__The problem__. Please rewrite the lines below, substituting "locate every matching region" for every "find all matching regions" and keeping everything else the same. Omit the pictures from your answer.

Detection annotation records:
···

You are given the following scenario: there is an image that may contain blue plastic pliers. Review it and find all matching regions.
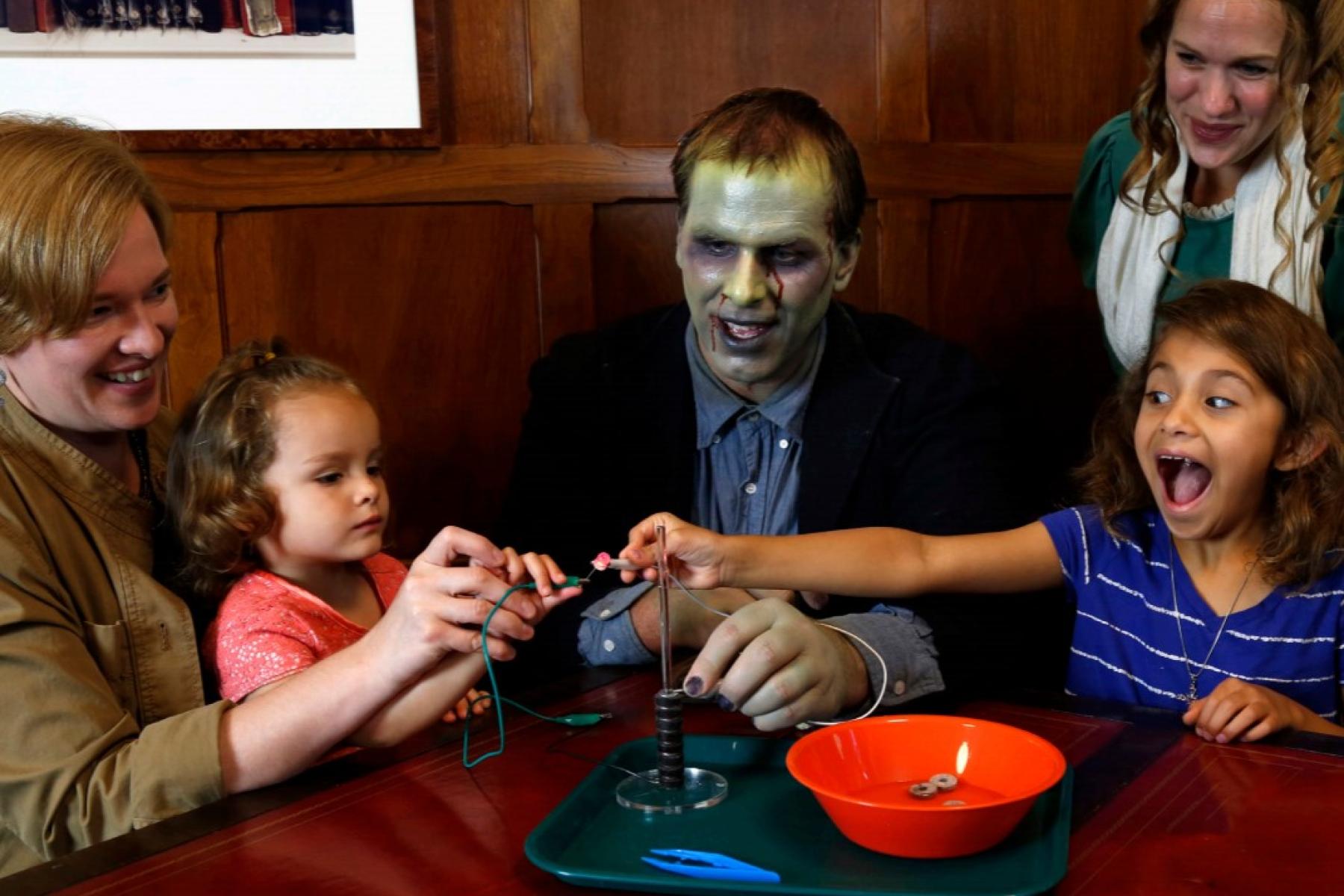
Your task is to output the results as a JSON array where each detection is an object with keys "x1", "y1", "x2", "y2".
[{"x1": 640, "y1": 849, "x2": 780, "y2": 884}]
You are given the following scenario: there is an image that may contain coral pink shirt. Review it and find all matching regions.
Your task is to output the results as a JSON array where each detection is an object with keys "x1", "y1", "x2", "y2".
[{"x1": 202, "y1": 553, "x2": 406, "y2": 703}]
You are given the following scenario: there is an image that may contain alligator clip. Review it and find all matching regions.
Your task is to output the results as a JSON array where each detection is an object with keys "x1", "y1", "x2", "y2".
[{"x1": 640, "y1": 849, "x2": 780, "y2": 884}]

···

__Answer to the problem__.
You are given the following scenario: there is an image that may contain blue plastic pliers. Review it and locate every matching region.
Your task is to output the results as a JSON array where each detection is an object with keys "x1", "y1", "x2", "y2".
[{"x1": 640, "y1": 849, "x2": 780, "y2": 884}]
You are given the following scenario: there is an image that may contain coral pink shirt. Review it and locate every matching region.
Your task is to output the results as a JSON array where each detection is an object with keys "x1", "y1", "x2", "y2".
[{"x1": 202, "y1": 553, "x2": 406, "y2": 703}]
You are given the following scenario: there is an image that may contain alligator clip. Review it and locate every matching region.
Your task is to output the results as a JSON array where each detection is an object with keys "x1", "y1", "x2", "y2".
[{"x1": 640, "y1": 849, "x2": 780, "y2": 884}]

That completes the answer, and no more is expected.